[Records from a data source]
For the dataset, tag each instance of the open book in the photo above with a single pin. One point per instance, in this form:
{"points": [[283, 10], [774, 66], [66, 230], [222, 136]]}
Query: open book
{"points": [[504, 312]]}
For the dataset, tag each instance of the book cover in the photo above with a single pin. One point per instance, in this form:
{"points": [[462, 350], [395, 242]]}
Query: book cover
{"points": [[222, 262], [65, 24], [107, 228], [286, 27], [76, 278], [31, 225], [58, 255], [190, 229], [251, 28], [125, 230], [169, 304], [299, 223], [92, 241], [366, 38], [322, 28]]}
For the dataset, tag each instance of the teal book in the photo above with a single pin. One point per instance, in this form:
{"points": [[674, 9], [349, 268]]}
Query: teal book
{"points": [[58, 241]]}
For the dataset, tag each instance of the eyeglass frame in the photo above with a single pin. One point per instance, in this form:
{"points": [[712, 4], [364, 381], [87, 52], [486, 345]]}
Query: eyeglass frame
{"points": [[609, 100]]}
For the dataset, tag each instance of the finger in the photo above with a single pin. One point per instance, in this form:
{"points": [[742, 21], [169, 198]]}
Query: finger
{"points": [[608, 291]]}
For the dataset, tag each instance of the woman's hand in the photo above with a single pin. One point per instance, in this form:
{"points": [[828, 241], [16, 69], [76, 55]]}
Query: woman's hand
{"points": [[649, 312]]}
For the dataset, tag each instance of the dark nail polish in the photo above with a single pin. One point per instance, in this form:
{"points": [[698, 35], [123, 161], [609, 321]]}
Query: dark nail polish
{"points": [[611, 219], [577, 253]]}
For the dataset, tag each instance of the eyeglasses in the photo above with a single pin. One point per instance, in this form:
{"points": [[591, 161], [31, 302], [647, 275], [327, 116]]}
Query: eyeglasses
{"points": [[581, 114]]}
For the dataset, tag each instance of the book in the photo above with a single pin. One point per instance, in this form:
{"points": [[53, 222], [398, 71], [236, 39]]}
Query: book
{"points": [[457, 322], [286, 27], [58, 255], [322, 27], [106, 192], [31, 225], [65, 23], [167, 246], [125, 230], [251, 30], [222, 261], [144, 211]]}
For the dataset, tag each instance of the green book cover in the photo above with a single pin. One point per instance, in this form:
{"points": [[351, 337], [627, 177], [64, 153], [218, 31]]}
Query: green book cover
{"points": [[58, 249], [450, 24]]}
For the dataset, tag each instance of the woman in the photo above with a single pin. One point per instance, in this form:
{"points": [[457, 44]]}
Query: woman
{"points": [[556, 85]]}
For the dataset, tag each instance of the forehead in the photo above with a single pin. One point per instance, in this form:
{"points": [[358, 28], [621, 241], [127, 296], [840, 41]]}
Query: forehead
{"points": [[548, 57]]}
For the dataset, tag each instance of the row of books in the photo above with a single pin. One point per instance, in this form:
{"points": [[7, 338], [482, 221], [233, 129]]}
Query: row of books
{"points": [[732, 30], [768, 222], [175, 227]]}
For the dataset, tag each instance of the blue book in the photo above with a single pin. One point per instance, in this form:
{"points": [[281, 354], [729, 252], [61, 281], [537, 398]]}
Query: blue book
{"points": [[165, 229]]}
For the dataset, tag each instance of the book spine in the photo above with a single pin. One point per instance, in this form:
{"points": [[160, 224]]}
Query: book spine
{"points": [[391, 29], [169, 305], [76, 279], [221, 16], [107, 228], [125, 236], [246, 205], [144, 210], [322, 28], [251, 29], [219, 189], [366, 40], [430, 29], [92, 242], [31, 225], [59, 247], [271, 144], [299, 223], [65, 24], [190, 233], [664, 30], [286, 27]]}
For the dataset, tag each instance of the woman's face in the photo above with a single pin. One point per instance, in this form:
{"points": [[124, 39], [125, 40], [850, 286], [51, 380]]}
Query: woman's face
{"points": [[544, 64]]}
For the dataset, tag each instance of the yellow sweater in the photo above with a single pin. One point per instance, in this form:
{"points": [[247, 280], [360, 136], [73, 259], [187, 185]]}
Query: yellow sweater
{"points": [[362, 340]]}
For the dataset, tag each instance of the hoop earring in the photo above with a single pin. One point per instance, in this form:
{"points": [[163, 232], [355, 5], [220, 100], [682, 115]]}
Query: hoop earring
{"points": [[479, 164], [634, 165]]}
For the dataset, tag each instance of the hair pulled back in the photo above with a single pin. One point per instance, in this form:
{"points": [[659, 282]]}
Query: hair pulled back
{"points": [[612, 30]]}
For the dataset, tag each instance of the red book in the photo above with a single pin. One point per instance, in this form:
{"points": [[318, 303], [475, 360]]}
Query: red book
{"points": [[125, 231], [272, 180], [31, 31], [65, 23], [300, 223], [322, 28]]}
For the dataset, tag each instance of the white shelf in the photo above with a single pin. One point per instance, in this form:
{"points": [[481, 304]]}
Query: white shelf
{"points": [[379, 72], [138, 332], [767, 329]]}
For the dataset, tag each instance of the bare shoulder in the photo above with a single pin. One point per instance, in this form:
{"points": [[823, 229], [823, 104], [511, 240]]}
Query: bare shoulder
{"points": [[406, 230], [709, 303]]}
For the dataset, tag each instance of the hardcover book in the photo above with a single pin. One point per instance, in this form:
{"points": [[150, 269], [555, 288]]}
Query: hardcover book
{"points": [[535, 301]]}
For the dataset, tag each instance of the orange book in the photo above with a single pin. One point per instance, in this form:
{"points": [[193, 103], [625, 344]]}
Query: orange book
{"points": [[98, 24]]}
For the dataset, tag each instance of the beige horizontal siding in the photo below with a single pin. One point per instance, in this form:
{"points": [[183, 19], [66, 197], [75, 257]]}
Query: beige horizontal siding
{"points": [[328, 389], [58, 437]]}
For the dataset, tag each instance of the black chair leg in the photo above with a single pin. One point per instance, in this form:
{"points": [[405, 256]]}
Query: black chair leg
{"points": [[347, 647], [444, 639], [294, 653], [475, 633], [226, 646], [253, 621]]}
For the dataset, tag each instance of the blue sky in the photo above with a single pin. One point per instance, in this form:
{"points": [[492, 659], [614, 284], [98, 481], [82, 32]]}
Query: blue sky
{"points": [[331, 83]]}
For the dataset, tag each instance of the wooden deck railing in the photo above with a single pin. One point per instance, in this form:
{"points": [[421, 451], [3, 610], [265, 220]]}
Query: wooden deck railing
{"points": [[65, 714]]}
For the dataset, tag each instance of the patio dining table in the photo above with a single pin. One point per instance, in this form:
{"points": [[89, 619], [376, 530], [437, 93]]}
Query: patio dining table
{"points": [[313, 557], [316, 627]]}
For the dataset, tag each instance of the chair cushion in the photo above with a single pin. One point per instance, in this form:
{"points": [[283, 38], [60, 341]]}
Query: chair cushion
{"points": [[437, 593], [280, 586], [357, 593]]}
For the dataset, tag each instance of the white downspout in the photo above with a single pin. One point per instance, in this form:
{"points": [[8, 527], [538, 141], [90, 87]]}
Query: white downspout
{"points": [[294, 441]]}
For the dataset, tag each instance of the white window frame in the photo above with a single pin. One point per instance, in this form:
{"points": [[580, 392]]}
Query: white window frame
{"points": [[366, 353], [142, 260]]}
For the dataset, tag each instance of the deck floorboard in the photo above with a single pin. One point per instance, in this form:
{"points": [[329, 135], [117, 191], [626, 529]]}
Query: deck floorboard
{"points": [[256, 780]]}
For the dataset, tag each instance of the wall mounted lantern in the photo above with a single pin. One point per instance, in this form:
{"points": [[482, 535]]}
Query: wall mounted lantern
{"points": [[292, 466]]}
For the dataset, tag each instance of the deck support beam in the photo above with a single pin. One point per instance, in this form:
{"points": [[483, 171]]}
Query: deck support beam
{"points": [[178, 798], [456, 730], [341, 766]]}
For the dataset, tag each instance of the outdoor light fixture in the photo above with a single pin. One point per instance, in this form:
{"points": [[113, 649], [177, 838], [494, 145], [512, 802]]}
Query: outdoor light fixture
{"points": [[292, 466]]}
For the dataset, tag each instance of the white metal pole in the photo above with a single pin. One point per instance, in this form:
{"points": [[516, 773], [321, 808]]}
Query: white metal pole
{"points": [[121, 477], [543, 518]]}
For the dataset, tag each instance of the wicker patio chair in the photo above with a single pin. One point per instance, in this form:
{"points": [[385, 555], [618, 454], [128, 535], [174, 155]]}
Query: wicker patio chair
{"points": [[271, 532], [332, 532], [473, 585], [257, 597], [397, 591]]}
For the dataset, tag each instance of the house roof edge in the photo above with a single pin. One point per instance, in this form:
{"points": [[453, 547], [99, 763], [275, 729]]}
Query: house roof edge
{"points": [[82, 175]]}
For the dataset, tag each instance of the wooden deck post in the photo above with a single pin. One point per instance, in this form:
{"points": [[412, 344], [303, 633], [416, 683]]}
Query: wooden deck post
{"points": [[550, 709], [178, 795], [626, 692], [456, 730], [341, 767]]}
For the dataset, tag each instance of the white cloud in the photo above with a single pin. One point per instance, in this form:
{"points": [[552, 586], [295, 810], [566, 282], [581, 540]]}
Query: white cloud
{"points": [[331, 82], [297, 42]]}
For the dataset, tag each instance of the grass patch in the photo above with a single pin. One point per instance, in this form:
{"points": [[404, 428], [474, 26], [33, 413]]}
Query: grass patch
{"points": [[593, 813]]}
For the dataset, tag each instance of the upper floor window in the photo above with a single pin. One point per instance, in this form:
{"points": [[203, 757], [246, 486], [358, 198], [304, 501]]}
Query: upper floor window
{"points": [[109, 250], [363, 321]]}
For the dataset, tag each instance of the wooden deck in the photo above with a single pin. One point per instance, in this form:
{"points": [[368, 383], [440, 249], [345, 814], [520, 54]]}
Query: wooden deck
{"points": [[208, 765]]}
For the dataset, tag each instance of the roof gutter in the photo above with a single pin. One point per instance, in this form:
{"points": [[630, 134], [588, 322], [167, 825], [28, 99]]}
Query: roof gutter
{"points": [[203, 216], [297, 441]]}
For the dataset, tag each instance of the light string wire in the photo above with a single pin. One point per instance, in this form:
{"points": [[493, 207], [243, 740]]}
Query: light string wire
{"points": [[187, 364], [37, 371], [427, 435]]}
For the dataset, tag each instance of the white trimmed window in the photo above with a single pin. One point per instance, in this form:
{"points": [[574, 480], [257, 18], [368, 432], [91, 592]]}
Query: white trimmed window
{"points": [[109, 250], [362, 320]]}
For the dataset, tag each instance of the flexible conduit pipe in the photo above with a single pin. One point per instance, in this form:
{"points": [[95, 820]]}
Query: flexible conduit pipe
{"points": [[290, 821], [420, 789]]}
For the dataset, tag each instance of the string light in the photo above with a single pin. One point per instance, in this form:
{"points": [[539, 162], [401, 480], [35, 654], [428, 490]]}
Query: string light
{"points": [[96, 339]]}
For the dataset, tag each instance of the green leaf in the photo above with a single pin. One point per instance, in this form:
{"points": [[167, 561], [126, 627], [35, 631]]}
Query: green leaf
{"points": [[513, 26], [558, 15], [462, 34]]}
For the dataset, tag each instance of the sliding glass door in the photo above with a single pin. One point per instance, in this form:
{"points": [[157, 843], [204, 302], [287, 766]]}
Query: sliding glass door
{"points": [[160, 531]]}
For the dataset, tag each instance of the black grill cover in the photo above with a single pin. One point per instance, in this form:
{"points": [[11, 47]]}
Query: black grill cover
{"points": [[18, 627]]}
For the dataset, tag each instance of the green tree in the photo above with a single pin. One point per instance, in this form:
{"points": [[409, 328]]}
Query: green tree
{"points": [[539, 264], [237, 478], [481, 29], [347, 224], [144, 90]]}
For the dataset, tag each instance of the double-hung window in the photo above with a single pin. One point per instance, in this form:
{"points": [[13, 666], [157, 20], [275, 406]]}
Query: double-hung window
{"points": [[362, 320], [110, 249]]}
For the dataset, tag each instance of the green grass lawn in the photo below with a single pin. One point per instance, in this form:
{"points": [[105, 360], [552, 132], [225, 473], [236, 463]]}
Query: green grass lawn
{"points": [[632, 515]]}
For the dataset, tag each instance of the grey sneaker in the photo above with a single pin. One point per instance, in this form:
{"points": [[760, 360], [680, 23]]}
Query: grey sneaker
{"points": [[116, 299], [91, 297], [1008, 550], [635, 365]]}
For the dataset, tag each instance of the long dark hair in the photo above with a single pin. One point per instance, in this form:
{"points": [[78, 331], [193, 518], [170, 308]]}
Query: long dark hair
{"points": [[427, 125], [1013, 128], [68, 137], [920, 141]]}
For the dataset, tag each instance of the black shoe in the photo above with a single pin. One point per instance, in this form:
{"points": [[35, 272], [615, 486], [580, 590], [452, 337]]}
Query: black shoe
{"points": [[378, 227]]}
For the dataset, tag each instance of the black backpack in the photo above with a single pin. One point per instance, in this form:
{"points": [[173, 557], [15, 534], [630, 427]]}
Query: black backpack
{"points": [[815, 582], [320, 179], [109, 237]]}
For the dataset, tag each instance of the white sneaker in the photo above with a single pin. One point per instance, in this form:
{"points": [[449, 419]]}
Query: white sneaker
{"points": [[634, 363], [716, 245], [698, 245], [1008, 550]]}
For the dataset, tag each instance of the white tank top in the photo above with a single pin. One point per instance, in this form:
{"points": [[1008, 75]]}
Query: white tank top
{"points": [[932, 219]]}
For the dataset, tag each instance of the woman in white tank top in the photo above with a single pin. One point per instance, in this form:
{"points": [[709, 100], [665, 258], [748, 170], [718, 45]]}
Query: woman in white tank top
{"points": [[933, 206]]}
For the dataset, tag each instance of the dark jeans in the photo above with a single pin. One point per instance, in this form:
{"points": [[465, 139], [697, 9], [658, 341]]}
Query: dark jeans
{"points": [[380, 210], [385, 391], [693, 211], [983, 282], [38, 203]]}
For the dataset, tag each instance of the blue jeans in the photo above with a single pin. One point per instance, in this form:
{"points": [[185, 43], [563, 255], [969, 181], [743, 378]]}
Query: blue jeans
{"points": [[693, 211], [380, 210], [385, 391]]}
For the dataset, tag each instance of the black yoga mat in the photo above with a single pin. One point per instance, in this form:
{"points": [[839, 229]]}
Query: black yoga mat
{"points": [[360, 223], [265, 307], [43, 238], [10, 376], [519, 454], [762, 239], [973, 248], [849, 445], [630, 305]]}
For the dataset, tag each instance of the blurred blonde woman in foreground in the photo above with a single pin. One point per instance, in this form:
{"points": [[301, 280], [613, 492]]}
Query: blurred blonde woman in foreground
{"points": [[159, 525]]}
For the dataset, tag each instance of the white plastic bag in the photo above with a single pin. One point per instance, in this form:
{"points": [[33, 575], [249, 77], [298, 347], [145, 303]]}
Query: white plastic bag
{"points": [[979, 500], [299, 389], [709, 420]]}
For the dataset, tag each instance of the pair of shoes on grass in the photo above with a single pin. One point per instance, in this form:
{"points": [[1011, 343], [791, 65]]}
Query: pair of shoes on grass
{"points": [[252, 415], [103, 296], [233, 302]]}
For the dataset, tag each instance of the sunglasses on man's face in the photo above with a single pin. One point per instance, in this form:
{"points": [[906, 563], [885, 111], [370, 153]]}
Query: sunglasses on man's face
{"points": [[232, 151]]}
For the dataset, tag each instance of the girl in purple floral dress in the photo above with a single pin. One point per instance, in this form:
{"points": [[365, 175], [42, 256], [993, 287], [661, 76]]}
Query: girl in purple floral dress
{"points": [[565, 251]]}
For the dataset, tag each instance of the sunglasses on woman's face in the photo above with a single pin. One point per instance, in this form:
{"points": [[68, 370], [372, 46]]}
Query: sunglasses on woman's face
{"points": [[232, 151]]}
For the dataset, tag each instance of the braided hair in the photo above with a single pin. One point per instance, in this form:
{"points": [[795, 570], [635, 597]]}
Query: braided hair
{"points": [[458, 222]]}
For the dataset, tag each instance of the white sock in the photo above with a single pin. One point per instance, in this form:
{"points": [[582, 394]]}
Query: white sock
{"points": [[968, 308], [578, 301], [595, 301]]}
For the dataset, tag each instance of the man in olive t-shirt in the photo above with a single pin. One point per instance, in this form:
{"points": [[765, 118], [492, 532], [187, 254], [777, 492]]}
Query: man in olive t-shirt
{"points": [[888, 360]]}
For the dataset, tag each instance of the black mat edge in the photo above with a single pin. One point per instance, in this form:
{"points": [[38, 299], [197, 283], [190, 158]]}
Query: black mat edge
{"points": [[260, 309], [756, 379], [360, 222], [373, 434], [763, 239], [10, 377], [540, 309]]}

### What is required
Print exactly the lines from the one with "For the dataset, tag each instance of the sunglasses on woman's" through the end of the data, inclusive.

### Written answer
For the dataset, tag each instance of the sunglasses on woman's face in the photo above with a single pin. One point per instance, in this form:
{"points": [[68, 370], [372, 46]]}
Query: sunglasses on woman's face
{"points": [[232, 151]]}
For the dataset, tag each instance of the braided hair in the photo above with a single pin. One point per instance, in this form:
{"points": [[795, 570], [635, 597]]}
Query: braided hair
{"points": [[458, 222]]}
For the dataset, tag each instance of the white sock in the photo above with a single pin. One point per instance, in this form:
{"points": [[582, 394]]}
Query: white sock
{"points": [[968, 308], [578, 301], [595, 301]]}
For the dataset, tag each instance of the man in olive t-shirt in the photo above with a single pin. One point per instance, in this form:
{"points": [[765, 118], [492, 532], [187, 254], [777, 492]]}
Query: man in olive t-shirt
{"points": [[888, 360]]}
For the dataset, tag each instance of the black mat edge in the photo above with a single pin. One point per instance, in this form:
{"points": [[38, 299], [197, 283], [190, 158]]}
Query: black mat edge
{"points": [[260, 309], [756, 379], [360, 222], [373, 434], [763, 239], [10, 377], [540, 309]]}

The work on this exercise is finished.